**Supplied entries**
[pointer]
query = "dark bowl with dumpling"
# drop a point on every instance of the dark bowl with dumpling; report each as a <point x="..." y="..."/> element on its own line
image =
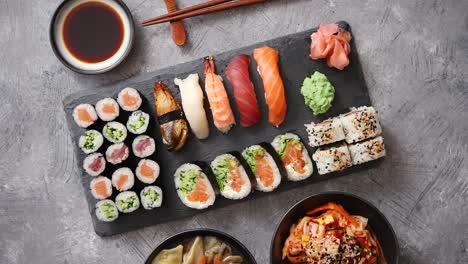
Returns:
<point x="194" y="245"/>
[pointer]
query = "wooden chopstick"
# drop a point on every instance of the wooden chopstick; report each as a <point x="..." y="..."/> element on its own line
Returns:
<point x="198" y="10"/>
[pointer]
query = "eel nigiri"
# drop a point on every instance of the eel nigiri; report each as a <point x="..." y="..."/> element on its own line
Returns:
<point x="217" y="97"/>
<point x="174" y="128"/>
<point x="267" y="60"/>
<point x="237" y="73"/>
<point x="192" y="103"/>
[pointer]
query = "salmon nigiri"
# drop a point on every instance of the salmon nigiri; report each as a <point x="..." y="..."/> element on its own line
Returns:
<point x="267" y="60"/>
<point x="237" y="73"/>
<point x="217" y="97"/>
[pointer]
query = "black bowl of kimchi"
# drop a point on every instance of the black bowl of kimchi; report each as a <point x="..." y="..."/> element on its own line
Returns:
<point x="377" y="224"/>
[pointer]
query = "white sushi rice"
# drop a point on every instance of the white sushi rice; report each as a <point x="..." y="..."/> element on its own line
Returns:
<point x="127" y="202"/>
<point x="183" y="196"/>
<point x="276" y="173"/>
<point x="151" y="197"/>
<point x="106" y="211"/>
<point x="148" y="151"/>
<point x="120" y="173"/>
<point x="116" y="160"/>
<point x="131" y="92"/>
<point x="97" y="180"/>
<point x="89" y="160"/>
<point x="145" y="178"/>
<point x="100" y="109"/>
<point x="115" y="132"/>
<point x="293" y="175"/>
<point x="360" y="124"/>
<point x="228" y="192"/>
<point x="90" y="141"/>
<point x="138" y="122"/>
<point x="84" y="107"/>
<point x="325" y="132"/>
<point x="333" y="158"/>
<point x="368" y="150"/>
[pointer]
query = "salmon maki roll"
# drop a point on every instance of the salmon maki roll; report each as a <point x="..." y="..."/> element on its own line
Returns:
<point x="294" y="156"/>
<point x="264" y="167"/>
<point x="147" y="171"/>
<point x="101" y="187"/>
<point x="107" y="109"/>
<point x="232" y="179"/>
<point x="84" y="115"/>
<point x="193" y="187"/>
<point x="129" y="99"/>
<point x="267" y="60"/>
<point x="217" y="97"/>
<point x="123" y="179"/>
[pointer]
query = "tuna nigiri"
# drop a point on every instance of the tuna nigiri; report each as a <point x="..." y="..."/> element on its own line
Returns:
<point x="217" y="97"/>
<point x="237" y="73"/>
<point x="267" y="60"/>
<point x="192" y="103"/>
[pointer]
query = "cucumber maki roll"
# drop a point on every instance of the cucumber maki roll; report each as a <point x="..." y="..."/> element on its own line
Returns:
<point x="262" y="164"/>
<point x="232" y="179"/>
<point x="294" y="156"/>
<point x="127" y="202"/>
<point x="151" y="197"/>
<point x="106" y="211"/>
<point x="193" y="187"/>
<point x="90" y="141"/>
<point x="138" y="122"/>
<point x="115" y="132"/>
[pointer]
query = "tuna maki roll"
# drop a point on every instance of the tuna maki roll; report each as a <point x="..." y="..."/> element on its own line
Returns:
<point x="127" y="202"/>
<point x="193" y="187"/>
<point x="106" y="211"/>
<point x="107" y="109"/>
<point x="360" y="124"/>
<point x="115" y="132"/>
<point x="143" y="146"/>
<point x="138" y="122"/>
<point x="151" y="197"/>
<point x="232" y="179"/>
<point x="368" y="150"/>
<point x="332" y="158"/>
<point x="94" y="164"/>
<point x="263" y="166"/>
<point x="325" y="132"/>
<point x="294" y="156"/>
<point x="90" y="141"/>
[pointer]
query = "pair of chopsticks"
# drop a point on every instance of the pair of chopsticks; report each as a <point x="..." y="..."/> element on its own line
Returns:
<point x="200" y="9"/>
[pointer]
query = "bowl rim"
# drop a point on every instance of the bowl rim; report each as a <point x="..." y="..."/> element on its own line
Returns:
<point x="394" y="237"/>
<point x="202" y="232"/>
<point x="91" y="72"/>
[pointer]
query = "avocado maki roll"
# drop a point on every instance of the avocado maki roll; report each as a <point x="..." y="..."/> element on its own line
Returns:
<point x="138" y="122"/>
<point x="115" y="132"/>
<point x="151" y="197"/>
<point x="127" y="201"/>
<point x="90" y="141"/>
<point x="106" y="211"/>
<point x="232" y="179"/>
<point x="263" y="166"/>
<point x="193" y="187"/>
<point x="294" y="156"/>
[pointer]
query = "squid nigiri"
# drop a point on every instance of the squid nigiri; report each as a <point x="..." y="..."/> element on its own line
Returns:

**Exercise prompt**
Transcribe all lines above exactly, skipping pictures.

**Answer box**
[pointer]
query = "dark bowl with dumpling"
# drop a point on every instance of the dark bowl with dumpling; report each as a <point x="..." y="..."/> element on its own line
image =
Returns:
<point x="194" y="245"/>
[pointer]
query = "wooden chopstick"
# drop a point on every instance of the wooden chopstick; report each as a <point x="..." y="..."/> element on its own line
Returns:
<point x="198" y="10"/>
[pointer]
query = "eel nigiri"
# drop a point on every instance of the eel nigiri; report each as a <point x="..." y="..."/> element on its own line
Returns:
<point x="217" y="97"/>
<point x="174" y="128"/>
<point x="267" y="60"/>
<point x="237" y="73"/>
<point x="192" y="103"/>
[pointer]
query = "salmon nigiri"
# drop a point on every instance of the salmon nigiri; report each as a <point x="..." y="..."/> element on its own line
Returns:
<point x="267" y="60"/>
<point x="237" y="73"/>
<point x="217" y="97"/>
[pointer]
query = "black bowl of kimchi"
# drop a point on every instance of the black bowl of kimchi; report each as a <point x="..." y="..."/> element on its own line
Returns:
<point x="377" y="224"/>
[pointer]
query = "white sushi rice"
# drop a point on every instance of the white sushi rice; report each as a <point x="..." y="..."/> element on its own line
Returns:
<point x="127" y="202"/>
<point x="183" y="196"/>
<point x="276" y="173"/>
<point x="151" y="197"/>
<point x="106" y="211"/>
<point x="148" y="151"/>
<point x="120" y="173"/>
<point x="116" y="160"/>
<point x="131" y="92"/>
<point x="97" y="180"/>
<point x="89" y="160"/>
<point x="145" y="178"/>
<point x="100" y="109"/>
<point x="115" y="132"/>
<point x="293" y="175"/>
<point x="360" y="124"/>
<point x="228" y="192"/>
<point x="90" y="141"/>
<point x="138" y="122"/>
<point x="84" y="107"/>
<point x="325" y="132"/>
<point x="333" y="158"/>
<point x="368" y="150"/>
[pointer]
query = "salmon maki roll"
# drop a point on every instance of the salmon maki roll; report each as a <point x="..." y="..."/> element on its own line
Returns:
<point x="294" y="156"/>
<point x="264" y="167"/>
<point x="147" y="171"/>
<point x="101" y="187"/>
<point x="107" y="109"/>
<point x="232" y="179"/>
<point x="84" y="115"/>
<point x="193" y="187"/>
<point x="129" y="99"/>
<point x="267" y="60"/>
<point x="217" y="97"/>
<point x="123" y="179"/>
[pointer]
query = "tuna nigiri"
# drop a point on every instance of the tuna nigiri; report each as a <point x="..." y="..."/> element on its own line
Returns:
<point x="217" y="97"/>
<point x="237" y="73"/>
<point x="267" y="60"/>
<point x="192" y="103"/>
[pointer]
query = "cucumber maki roll"
# drop a point on every instance of the cucumber maki roll; report each as a <point x="..." y="..."/> element on its own line
Returns:
<point x="262" y="164"/>
<point x="232" y="179"/>
<point x="294" y="156"/>
<point x="127" y="202"/>
<point x="151" y="197"/>
<point x="106" y="211"/>
<point x="193" y="187"/>
<point x="90" y="141"/>
<point x="138" y="122"/>
<point x="115" y="132"/>
[pointer]
query = "tuna maki roll"
# drop a point on every instance of the tuna maki roll; report each as a <point x="..." y="..."/> element on its own line
Returns:
<point x="127" y="202"/>
<point x="193" y="187"/>
<point x="106" y="211"/>
<point x="107" y="109"/>
<point x="360" y="124"/>
<point x="115" y="132"/>
<point x="143" y="146"/>
<point x="138" y="122"/>
<point x="151" y="197"/>
<point x="232" y="179"/>
<point x="368" y="150"/>
<point x="332" y="158"/>
<point x="94" y="164"/>
<point x="263" y="166"/>
<point x="325" y="132"/>
<point x="294" y="156"/>
<point x="90" y="141"/>
[pointer]
query = "pair of chopsticks"
# drop a point on every instance of the pair of chopsticks; report each as a <point x="..." y="..."/> element on its own line
Returns:
<point x="200" y="9"/>
[pointer]
query = "bowl rim"
# drop a point on every instance of the bowl rim; report each as a <point x="..." y="..."/> element on its own line
Returns:
<point x="394" y="237"/>
<point x="202" y="232"/>
<point x="91" y="72"/>
[pointer]
query = "avocado maki roll"
# drop a point on every instance of the avocado maki roll; report each as a <point x="..." y="..."/> element on its own line
Returns:
<point x="138" y="122"/>
<point x="115" y="132"/>
<point x="151" y="197"/>
<point x="127" y="201"/>
<point x="90" y="141"/>
<point x="106" y="211"/>
<point x="232" y="179"/>
<point x="263" y="166"/>
<point x="193" y="187"/>
<point x="294" y="156"/>
[pointer]
query = "squid nigiri"
# drop a point on every instance of the squid nigiri; report each as a <point x="..." y="..."/> element on its own line
Returns:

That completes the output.